*Work task*.
Return each line in the records below that includes "dark".

(Beginning of Dataset)

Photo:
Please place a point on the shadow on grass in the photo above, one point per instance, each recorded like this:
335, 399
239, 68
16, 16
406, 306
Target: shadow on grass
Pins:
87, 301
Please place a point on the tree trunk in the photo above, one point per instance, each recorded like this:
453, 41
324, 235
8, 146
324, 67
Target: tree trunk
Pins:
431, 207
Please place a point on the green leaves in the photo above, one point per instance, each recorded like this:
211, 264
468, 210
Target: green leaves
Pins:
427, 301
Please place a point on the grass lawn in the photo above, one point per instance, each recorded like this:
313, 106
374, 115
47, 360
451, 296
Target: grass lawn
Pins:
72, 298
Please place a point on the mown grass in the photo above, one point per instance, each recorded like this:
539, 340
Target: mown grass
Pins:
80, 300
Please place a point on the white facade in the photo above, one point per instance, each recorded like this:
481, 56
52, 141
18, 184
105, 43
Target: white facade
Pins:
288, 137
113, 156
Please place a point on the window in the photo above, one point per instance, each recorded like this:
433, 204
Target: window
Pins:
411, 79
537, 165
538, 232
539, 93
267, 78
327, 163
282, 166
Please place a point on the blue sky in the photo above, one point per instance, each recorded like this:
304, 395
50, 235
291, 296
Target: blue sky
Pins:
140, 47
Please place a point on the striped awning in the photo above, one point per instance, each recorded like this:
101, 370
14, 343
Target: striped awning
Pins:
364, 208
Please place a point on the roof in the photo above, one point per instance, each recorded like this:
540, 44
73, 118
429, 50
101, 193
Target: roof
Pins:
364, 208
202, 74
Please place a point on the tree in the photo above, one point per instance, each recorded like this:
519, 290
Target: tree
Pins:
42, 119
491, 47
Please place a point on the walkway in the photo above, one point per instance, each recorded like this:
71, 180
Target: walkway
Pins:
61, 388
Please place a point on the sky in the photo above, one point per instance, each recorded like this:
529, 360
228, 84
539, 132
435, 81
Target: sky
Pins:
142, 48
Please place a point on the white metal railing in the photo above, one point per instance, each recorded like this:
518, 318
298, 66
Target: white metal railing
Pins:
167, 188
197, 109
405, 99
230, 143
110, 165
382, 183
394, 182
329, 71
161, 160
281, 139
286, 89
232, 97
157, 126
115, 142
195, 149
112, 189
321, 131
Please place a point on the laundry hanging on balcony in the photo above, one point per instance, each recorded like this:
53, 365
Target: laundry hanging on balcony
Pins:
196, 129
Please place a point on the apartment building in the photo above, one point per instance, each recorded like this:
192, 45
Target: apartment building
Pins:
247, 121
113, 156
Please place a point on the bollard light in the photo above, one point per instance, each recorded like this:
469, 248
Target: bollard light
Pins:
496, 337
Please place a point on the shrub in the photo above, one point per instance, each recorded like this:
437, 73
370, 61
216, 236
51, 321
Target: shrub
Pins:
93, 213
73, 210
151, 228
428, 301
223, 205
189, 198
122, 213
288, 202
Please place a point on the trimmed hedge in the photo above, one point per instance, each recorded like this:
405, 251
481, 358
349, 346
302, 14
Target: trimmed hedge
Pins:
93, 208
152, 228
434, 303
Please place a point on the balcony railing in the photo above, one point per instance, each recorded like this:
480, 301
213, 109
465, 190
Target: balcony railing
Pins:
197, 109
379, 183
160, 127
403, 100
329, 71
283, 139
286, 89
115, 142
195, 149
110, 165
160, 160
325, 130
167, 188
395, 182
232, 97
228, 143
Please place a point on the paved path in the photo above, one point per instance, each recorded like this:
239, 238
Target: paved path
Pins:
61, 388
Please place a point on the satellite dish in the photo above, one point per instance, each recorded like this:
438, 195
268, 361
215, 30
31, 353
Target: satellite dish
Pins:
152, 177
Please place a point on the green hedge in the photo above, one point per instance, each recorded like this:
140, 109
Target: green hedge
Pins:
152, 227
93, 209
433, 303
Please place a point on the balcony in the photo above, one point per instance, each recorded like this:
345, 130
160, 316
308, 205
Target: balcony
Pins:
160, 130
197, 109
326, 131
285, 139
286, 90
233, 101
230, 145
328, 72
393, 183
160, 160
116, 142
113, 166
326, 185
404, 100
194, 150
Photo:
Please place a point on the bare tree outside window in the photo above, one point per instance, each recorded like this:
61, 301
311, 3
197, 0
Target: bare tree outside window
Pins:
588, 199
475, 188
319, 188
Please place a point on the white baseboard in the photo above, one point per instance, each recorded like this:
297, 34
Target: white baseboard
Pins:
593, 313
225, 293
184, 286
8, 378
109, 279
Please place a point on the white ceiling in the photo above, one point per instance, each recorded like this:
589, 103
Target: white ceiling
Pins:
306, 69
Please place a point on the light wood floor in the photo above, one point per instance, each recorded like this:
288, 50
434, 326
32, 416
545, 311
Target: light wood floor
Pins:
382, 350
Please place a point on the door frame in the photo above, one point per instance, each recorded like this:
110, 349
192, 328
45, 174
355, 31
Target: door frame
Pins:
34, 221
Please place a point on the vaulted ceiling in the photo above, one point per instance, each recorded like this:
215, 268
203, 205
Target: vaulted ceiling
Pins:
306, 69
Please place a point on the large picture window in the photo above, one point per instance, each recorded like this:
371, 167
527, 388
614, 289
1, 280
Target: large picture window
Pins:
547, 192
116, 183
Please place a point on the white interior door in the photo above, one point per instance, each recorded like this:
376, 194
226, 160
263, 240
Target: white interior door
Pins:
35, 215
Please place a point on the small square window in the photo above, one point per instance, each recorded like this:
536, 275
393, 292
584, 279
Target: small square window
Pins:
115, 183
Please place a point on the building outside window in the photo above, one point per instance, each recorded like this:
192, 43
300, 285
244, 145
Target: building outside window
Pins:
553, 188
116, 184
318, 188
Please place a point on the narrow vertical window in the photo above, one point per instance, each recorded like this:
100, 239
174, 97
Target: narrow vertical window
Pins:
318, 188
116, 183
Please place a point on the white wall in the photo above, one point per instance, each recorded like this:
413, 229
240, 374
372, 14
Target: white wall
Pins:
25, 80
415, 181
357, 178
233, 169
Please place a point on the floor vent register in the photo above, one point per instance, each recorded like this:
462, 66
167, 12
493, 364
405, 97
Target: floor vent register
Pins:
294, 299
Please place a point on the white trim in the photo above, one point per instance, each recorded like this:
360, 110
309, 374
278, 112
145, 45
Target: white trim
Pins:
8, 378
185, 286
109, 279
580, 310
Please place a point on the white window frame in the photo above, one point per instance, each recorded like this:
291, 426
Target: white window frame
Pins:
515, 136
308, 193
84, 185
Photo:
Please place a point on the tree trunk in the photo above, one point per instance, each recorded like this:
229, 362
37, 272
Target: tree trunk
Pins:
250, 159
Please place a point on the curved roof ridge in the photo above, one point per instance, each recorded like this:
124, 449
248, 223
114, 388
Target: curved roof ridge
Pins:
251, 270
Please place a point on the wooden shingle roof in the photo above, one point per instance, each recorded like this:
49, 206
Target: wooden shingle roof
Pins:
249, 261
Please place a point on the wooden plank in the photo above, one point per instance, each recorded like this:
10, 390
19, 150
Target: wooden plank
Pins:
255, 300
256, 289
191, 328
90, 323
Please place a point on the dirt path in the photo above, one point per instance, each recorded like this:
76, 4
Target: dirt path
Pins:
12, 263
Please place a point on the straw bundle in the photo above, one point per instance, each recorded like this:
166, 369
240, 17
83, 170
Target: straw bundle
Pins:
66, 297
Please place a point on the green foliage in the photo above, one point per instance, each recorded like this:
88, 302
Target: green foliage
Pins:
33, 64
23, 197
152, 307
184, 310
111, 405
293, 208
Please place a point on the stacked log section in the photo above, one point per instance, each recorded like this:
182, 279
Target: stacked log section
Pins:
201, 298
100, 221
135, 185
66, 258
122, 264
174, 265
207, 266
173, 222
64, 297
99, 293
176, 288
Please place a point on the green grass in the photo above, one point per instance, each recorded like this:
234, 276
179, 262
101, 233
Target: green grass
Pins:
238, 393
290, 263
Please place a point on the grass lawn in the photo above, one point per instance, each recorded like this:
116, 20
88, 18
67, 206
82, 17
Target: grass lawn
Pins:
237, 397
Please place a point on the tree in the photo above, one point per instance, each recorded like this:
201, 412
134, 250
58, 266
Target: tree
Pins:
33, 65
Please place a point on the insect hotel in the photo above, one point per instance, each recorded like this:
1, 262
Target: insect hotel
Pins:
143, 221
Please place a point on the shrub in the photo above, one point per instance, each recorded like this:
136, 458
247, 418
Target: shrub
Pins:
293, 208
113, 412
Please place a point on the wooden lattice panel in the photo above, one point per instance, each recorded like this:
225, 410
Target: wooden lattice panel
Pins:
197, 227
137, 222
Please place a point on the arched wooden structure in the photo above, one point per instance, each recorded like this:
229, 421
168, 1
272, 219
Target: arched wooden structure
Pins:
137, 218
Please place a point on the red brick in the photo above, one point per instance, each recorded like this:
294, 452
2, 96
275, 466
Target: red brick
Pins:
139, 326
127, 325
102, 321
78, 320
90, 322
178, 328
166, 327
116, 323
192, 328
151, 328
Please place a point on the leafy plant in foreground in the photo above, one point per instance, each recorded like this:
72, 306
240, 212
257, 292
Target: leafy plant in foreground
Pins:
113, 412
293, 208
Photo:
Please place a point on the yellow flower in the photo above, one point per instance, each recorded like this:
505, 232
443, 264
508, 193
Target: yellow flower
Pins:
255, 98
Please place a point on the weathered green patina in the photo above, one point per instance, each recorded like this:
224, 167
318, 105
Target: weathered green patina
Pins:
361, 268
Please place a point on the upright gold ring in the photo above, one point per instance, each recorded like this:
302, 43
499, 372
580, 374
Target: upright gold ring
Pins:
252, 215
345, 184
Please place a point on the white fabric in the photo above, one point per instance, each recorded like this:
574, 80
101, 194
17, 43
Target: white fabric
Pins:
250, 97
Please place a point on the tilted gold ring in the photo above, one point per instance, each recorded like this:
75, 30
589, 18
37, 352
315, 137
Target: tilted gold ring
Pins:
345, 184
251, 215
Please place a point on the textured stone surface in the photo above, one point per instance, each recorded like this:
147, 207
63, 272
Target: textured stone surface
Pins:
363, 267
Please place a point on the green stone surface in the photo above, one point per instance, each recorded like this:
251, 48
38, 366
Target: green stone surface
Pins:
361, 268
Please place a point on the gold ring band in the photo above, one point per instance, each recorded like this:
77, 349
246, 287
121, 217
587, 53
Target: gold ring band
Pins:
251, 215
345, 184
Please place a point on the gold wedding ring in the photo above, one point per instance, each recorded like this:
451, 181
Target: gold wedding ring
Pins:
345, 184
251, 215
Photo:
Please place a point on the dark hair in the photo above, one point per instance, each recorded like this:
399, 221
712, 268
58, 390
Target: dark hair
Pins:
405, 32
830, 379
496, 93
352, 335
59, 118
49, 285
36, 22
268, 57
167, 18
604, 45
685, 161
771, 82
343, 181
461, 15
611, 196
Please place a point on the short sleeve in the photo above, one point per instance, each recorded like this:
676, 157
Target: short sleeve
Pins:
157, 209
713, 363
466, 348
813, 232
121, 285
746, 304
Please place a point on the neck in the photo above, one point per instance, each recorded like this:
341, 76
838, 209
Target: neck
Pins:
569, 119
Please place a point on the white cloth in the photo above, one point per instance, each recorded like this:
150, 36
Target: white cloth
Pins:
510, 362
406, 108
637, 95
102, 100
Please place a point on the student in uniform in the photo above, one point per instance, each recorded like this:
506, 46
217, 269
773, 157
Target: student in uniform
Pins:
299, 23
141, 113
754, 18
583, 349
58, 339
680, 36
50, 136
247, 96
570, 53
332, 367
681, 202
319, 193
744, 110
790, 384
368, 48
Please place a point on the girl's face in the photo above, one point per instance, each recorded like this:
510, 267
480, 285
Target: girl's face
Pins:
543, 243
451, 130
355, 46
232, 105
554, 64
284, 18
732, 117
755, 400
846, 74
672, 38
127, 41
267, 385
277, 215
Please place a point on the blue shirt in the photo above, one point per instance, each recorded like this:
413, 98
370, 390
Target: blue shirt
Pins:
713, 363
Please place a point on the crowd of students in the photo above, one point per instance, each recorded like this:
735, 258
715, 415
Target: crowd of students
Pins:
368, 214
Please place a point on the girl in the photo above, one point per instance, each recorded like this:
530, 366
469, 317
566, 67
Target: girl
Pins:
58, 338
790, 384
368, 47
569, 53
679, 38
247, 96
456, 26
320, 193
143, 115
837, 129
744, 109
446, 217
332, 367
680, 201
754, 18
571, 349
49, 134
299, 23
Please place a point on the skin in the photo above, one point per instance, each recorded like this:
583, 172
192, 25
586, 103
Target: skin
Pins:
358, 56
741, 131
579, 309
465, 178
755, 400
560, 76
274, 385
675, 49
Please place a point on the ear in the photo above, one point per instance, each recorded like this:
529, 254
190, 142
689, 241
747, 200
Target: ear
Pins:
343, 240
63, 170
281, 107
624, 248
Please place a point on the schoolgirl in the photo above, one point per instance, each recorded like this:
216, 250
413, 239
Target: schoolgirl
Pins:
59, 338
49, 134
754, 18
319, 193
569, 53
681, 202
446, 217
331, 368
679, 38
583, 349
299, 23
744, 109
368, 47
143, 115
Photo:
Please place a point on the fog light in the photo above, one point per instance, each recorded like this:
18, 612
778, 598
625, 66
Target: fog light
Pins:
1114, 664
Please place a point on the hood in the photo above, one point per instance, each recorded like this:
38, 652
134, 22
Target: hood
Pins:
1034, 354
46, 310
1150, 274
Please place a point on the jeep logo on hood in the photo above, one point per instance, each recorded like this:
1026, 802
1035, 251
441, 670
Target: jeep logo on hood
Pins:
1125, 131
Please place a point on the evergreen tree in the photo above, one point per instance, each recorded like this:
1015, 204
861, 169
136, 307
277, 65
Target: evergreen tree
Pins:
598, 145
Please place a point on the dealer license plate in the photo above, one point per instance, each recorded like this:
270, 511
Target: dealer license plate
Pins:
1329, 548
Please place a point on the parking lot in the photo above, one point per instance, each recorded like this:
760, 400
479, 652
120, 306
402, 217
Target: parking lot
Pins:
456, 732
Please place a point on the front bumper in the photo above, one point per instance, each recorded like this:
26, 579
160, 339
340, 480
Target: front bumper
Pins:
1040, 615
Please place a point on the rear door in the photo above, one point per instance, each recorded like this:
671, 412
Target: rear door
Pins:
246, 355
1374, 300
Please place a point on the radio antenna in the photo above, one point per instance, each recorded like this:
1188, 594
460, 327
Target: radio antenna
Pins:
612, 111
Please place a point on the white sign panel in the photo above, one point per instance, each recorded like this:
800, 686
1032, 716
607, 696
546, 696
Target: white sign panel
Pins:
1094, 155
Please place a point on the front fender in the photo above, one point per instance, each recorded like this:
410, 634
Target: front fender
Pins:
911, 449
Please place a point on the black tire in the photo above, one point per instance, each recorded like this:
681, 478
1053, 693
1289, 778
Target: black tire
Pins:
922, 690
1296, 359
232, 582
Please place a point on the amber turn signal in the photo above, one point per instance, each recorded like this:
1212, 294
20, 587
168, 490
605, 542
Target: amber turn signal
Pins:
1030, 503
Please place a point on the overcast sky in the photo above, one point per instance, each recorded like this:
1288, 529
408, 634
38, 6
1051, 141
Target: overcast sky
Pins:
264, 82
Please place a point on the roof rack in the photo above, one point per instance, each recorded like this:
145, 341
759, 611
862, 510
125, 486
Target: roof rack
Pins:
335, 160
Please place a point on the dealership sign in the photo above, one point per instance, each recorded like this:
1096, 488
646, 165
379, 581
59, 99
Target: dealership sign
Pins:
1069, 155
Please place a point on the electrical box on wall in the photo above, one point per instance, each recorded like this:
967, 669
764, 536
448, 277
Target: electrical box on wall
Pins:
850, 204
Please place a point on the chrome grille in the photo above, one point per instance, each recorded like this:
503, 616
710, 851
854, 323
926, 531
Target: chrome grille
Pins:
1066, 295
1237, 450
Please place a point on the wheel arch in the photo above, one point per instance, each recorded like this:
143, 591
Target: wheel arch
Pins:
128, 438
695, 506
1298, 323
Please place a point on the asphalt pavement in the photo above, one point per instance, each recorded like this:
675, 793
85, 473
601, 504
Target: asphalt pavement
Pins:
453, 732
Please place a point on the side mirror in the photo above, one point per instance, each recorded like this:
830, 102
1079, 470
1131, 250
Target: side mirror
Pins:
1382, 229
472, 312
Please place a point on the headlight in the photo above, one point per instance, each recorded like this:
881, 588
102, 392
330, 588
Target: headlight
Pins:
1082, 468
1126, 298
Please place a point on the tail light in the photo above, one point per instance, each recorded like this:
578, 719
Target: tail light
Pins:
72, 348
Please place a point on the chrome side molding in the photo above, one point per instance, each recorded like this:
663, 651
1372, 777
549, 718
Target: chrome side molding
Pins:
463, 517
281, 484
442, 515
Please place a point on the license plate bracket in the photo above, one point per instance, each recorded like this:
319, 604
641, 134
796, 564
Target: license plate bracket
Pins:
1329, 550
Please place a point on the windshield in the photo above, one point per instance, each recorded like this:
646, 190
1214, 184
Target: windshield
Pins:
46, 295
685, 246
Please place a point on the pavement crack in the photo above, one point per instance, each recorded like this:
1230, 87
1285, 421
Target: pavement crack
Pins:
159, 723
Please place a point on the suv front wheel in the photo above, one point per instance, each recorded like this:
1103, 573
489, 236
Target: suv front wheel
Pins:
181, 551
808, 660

(End of Dataset)

*Output*.
Please place a point on the dark hair in the photo above, one point per instance, each recorded like this:
Target: dark hair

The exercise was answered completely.